** Source passage **

=======

Mixed Boiled Vegetables

Bollito di verdure (Italian Mixed Boiled Vegetables)

In secondi piatti, summer by Frank15 Comments

Grilled vegetables are fantastic, but almost equally popular for a light Italian summer meal are mixed boiled vegetables (or even better, steamed) allowed to cool and simply dressed with olive oil and seasoned with salt, or—for a richer taste—homemade mayonnaise. If boiled vegetables sound boring to you, then you need to think again. If you cook and season them just right, you can bring out the pure, essential taste of each vegetable. A dish for true veggie lovers!

The choice of vegetables is yours, although some vegetables, the firmer ones, are better suited to this simple treatment than others (for details, see Notes below). Just make sure you are careful to cook them to just the right degree of doneness, to bring out their ideal taste and texture.

Ingredients

Serves 4-6

  • An assortment of seasonal vegetables (see Notes), peeled and trimmed and cut into large pieces
  • Salt
  • Olive Oil

Optional:

Directions

Plunge your vegetables into a large pot of briskly boiled, well-salted water. Let them cook just until they are fully tender but still having some bite, neither ‘crisp-tender’ nor mushy. Vegetables will cook at different rates, depending on size and type, so remove them with tongs or a skimmer as they reach their ideal point of doneness. Drain them in a colander placed inside a bowl and let them sit to dry out completely. (Nothing worse than soggy veggies!)

  

When all the vegetables are done, let them sit until in the colander they have reached room temperature and are perfectly dry. Then arrange them on a plate or serving platter. Drizzle with a generous amount of olive oil, making sure to cover them all so they glisten. Then sprinkle with the best quality sea salt you have and, if you like, some finely chopped herbs.  If you are in the mood for something richer, nap the vegetables with some homemade mayonnaise, made rather loose so it is pourable, over some or all of the vegetables. Or serve separately in a bowl, so each diner can use as much or as little as they like.

Mixed Boiled Vegetables (with mayo)

=======

** Collected material **
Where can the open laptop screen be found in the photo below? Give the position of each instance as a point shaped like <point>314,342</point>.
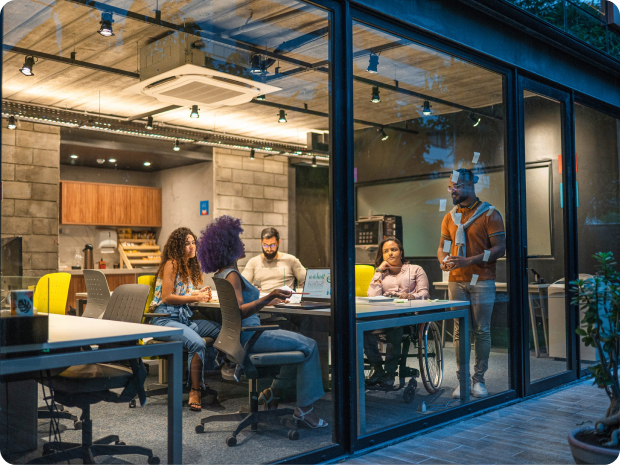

=======

** Jobs **
1. Translate this sentence from the recipe for mixed boiled vegetables into Spanish: "If boiled vegetables sound boring to you, then you need to think again."
2. In the recipe for mixed boiled vegetables, switch "olive oil" to "walnut oil" and write out the passage starting with "Grilled vegetables are" and going on through "true veggie lovers!".
3. Pick up the recipe for mixed boiled vegetables at the point where it stops, and continue it.

** Final results **
1. Si las verduras hervidas le parecen aburridas, entonces tiene que pensarlo de nuevo.

2.
Grilled vegetables are fantastic, but almost equally popular for a light Italian summer meal are mixed boiled vegetables (or even better, steamed) allowed to cool and simply dressed with walnut oil and seasoned with salt, or—for a richer taste—homemade mayonnaise. If boiled vegetables sound boring to you, then you need to think again. If you cook and season them just right, you can bring out the pure, essential taste of each vegetable. A dish for true veggie lovers!

3.
 Notes

Mixed Boiled Vegetables is obviously just about as simple a dish as you can find, but like many simple dishes, it can be hard to get just right. The very simplicity of the dish means there is nowhere to hide, and not much room for error. The main trick of the dish is making sure the veggies are cooked to just the right degree of doneness. Italians like their vegetables fully cooked (not crisp-tender in the Asian fashion) but not mushy. The veggies should still have some bite to them without actually being hard to the tooth. As soon as their done, remove the vegetables and drain them. (No need to ‘refresh’ them in the French manner; they’ll be fine if they have a short ‘rest’ while they drain and cool off naturally.) Cooked this way, your vegetables should not be at all soggy, but to be doubly sure, instead of boiling, you can also steam the vegetables, which produces an even finer result.

The best vegetables for a platter of Mixed Boiled Vegetables are those that will keep their taste and texture, so harder veggies are best: carrots, potatoes, green beans, fresh onion are all superb choices. Zucchini are also nice, but keep them whole and unpeeled (otherwise they will absorb water and become soggy) and cook them lightly. Beets are also a classic component, but be sure to cook them separately or they will stain everything deep red. (In fact, if you’re a purist, you will want to cook each vegetable separately, but that’s just too much work for me.) Vegetables to avoid include tomatoes, peppers or eggplant, none of which are very pleasant when boiled (at least if you ask me). But you can add sliced tomatoes, or whole cherry tomatoes, raw as part of your vegetable tableau. I find green vegetable a bit too bland for this method, but if you like them, feel free. In fact, any vegetable that strikes your fancy (within reason) will do nicely in a platter of mixed boiled vegetables. It’s a great way to clear out the produce drawer!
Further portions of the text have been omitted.